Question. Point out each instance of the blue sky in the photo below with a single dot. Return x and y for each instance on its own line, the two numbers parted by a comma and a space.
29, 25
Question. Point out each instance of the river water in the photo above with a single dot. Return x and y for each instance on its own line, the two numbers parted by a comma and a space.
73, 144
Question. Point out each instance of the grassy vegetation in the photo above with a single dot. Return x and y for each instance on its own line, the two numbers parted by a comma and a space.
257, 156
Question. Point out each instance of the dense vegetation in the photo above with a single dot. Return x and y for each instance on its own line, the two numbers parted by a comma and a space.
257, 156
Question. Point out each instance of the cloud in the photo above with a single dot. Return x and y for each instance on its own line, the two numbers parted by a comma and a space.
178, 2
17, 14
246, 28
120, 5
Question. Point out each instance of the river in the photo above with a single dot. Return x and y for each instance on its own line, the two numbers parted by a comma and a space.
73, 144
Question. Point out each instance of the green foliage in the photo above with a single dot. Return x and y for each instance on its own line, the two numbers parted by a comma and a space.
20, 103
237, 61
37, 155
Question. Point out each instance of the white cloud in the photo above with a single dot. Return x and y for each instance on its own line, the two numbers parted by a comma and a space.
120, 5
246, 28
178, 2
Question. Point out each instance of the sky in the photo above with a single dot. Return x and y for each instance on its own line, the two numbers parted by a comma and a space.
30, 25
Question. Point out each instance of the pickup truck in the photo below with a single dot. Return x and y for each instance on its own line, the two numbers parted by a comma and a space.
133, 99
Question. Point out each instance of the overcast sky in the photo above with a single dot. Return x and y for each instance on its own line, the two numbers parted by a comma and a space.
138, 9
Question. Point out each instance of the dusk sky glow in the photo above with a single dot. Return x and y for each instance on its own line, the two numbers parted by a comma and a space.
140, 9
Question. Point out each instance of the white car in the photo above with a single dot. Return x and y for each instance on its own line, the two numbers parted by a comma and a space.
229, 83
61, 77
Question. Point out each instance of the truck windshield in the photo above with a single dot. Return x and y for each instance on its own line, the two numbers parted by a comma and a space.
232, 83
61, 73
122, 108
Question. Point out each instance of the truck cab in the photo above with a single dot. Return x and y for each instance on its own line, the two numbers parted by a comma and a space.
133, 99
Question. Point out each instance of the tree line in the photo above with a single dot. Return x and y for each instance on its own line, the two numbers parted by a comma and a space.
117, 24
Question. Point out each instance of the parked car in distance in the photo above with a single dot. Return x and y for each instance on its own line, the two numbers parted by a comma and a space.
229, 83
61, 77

__JOB__. Rewrite the lines from the line with "Question. Point out each instance of the parked" through the last line, changing "in distance" to "in the distance" and leaving everything else unchanged.

__COMPLETE ANSWER__.
Question. Point out each instance of the parked car in the distance in the photo above with a single dot. Return x and y for each instance on its own line, the two numbers parted by a comma and a space.
229, 83
61, 77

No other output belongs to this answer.